++++ THE DATA ++++

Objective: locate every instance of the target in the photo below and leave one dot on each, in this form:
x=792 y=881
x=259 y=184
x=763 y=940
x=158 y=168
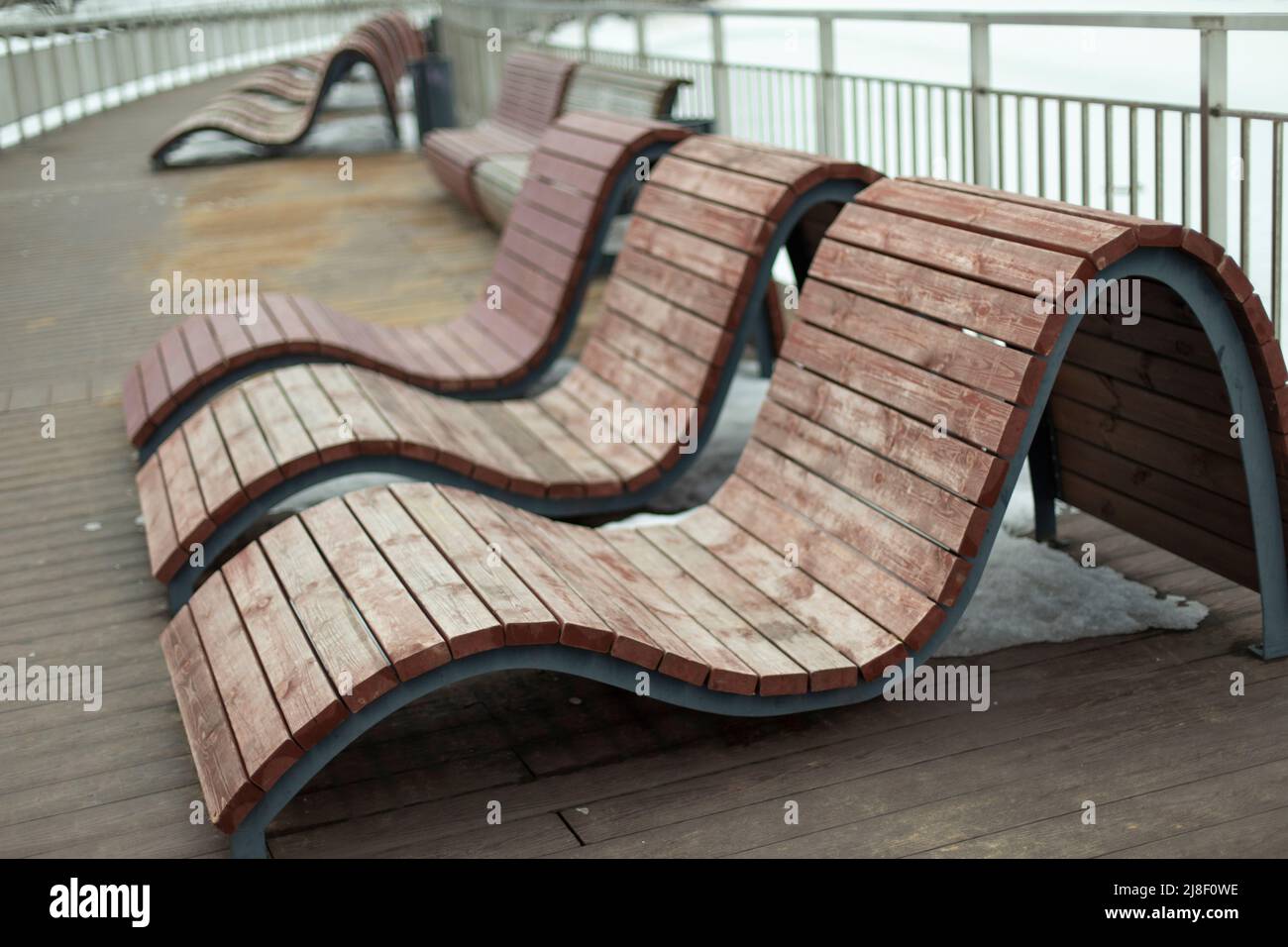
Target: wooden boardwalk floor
x=1145 y=725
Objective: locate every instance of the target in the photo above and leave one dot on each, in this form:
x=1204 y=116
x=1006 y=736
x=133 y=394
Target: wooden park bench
x=921 y=372
x=531 y=98
x=496 y=179
x=581 y=175
x=484 y=166
x=278 y=106
x=679 y=308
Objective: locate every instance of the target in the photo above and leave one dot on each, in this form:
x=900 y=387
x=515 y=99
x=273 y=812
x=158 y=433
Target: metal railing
x=58 y=68
x=1205 y=165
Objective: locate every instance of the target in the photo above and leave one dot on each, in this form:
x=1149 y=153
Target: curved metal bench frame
x=618 y=200
x=1173 y=268
x=342 y=63
x=226 y=538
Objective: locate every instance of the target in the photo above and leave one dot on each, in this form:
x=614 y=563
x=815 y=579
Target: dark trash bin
x=432 y=82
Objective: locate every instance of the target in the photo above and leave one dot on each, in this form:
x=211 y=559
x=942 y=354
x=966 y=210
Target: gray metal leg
x=1043 y=474
x=763 y=338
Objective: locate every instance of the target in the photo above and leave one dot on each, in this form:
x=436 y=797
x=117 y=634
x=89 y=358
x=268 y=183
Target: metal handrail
x=1107 y=153
x=59 y=68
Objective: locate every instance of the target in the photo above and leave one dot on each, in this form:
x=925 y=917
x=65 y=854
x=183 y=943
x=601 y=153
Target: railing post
x=982 y=116
x=13 y=84
x=827 y=105
x=1215 y=166
x=719 y=75
x=640 y=42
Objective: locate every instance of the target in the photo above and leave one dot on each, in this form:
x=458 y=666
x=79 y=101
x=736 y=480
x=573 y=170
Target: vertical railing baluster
x=1001 y=141
x=1019 y=145
x=1131 y=158
x=719 y=72
x=1109 y=158
x=980 y=81
x=827 y=108
x=1063 y=140
x=38 y=86
x=1085 y=141
x=81 y=97
x=1159 y=206
x=1186 y=169
x=1042 y=105
x=870 y=90
x=1276 y=227
x=964 y=137
x=1214 y=75
x=13 y=82
x=1244 y=182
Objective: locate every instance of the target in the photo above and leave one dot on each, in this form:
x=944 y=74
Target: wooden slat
x=957 y=467
x=228 y=791
x=938 y=513
x=249 y=453
x=977 y=363
x=305 y=697
x=460 y=617
x=915 y=560
x=970 y=415
x=692 y=612
x=832 y=621
x=356 y=665
x=759 y=633
x=956 y=300
x=404 y=633
x=524 y=617
x=893 y=605
x=263 y=740
x=580 y=626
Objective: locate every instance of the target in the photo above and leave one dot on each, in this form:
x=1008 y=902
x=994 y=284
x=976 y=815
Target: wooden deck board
x=1144 y=725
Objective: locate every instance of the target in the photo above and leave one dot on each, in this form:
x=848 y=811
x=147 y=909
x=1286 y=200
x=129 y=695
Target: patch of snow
x=1033 y=592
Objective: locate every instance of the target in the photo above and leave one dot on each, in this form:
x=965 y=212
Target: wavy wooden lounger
x=679 y=308
x=494 y=178
x=531 y=98
x=583 y=175
x=275 y=110
x=919 y=309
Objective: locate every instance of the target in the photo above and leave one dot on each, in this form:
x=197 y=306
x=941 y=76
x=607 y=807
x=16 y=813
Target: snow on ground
x=1028 y=592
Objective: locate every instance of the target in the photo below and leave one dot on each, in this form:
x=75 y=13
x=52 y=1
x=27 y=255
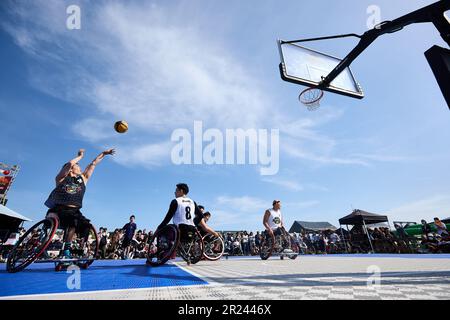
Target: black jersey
x=69 y=192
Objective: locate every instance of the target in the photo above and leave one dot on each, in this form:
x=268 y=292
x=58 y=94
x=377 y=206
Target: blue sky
x=163 y=65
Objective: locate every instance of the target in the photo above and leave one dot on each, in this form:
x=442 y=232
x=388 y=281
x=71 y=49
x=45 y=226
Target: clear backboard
x=308 y=67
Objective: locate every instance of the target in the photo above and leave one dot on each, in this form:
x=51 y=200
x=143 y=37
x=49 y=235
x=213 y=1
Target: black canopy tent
x=363 y=218
x=299 y=226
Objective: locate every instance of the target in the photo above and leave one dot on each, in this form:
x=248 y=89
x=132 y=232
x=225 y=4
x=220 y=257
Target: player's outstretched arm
x=66 y=168
x=170 y=213
x=91 y=167
x=266 y=222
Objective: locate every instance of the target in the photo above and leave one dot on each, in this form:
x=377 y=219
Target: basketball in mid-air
x=121 y=126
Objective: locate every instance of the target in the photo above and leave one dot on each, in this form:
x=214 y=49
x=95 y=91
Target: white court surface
x=308 y=277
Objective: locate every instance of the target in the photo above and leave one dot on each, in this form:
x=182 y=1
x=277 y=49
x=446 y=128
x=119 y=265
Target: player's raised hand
x=109 y=152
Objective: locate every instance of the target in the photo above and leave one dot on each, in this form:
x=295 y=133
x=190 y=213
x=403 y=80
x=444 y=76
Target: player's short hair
x=184 y=187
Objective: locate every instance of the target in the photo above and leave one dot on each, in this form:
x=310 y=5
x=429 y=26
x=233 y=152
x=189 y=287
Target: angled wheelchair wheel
x=214 y=247
x=266 y=248
x=162 y=245
x=191 y=248
x=31 y=245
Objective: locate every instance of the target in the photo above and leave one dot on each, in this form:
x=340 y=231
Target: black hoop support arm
x=433 y=13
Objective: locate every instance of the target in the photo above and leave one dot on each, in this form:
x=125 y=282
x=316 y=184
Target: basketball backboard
x=308 y=67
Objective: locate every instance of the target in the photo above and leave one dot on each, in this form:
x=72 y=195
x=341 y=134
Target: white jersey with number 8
x=185 y=212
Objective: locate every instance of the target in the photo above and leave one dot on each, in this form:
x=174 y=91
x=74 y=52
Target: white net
x=311 y=98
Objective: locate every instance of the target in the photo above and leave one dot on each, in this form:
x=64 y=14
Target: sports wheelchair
x=214 y=247
x=168 y=240
x=282 y=245
x=42 y=243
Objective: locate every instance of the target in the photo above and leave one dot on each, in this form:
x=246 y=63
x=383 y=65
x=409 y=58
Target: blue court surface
x=101 y=275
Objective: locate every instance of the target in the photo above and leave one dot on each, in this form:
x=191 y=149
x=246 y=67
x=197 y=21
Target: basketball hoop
x=311 y=97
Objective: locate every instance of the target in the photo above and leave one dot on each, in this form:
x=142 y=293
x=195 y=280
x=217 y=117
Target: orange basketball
x=121 y=126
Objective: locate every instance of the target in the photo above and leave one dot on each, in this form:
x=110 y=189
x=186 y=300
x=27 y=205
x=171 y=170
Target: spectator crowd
x=129 y=242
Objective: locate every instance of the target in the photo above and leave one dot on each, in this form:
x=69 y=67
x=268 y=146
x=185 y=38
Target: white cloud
x=242 y=204
x=145 y=64
x=427 y=208
x=285 y=183
x=148 y=155
x=129 y=62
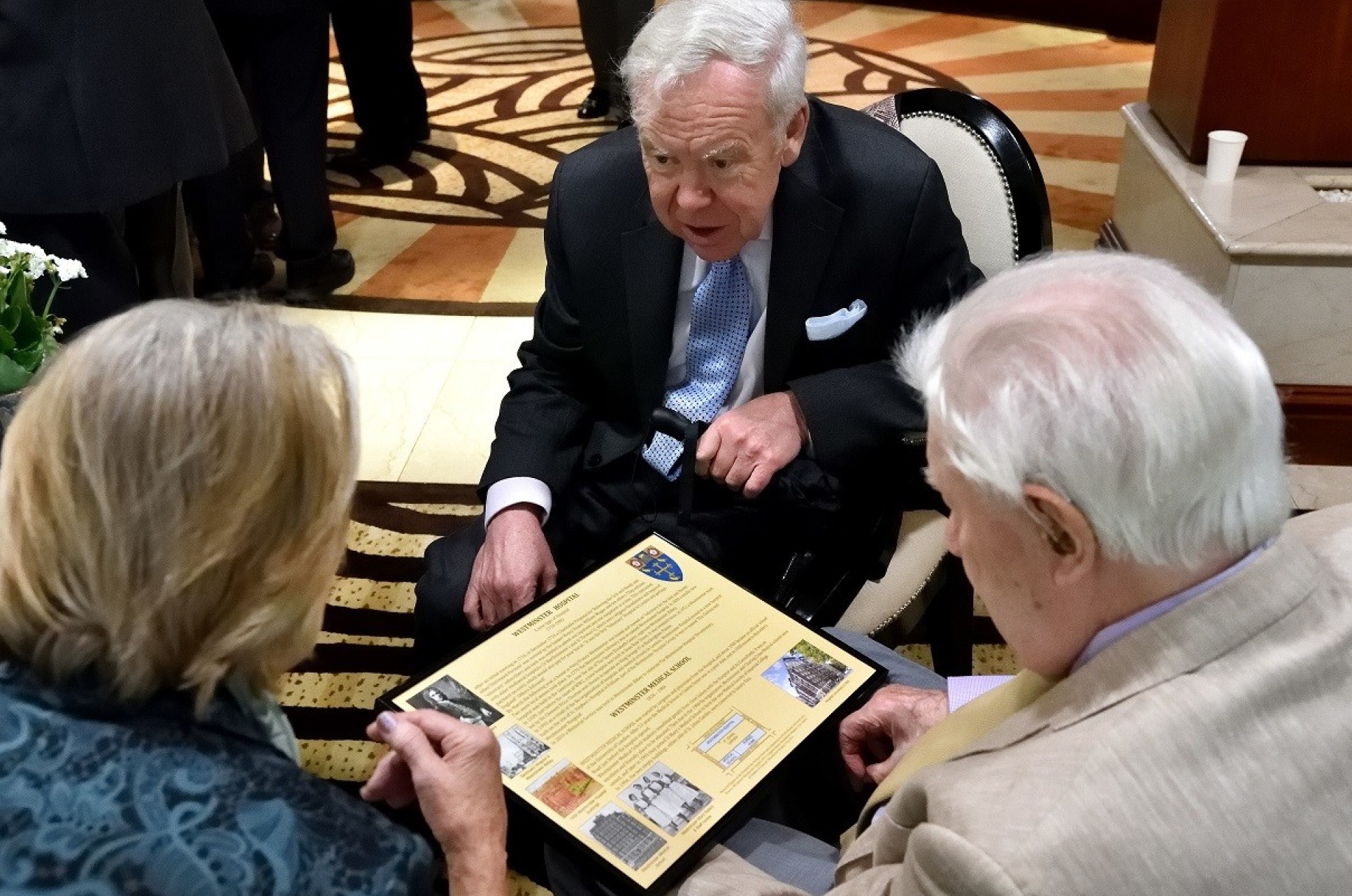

++++

» **TASK ITEM**
Set down exactly the lines of the data above, beginning with the line that has "x=268 y=292" and ending with the line that has "x=220 y=257", and no others.

» **TASK RESULT**
x=268 y=292
x=58 y=94
x=377 y=206
Target: blue sky
x=163 y=65
Objective: locate every instance of the target in the photo above and leave one dot on each, in this form:
x=442 y=232
x=388 y=281
x=71 y=49
x=45 y=226
Target: clear backboard
x=308 y=67
Objective: locate every instance of the target in the photo above and leave one dot on each, in this form:
x=51 y=200
x=143 y=37
x=49 y=235
x=213 y=1
Target: black canopy tent
x=363 y=218
x=299 y=226
Objective: locate every instance of the target in the photo above and leave one dot on each, in this form:
x=248 y=89
x=132 y=232
x=225 y=4
x=220 y=257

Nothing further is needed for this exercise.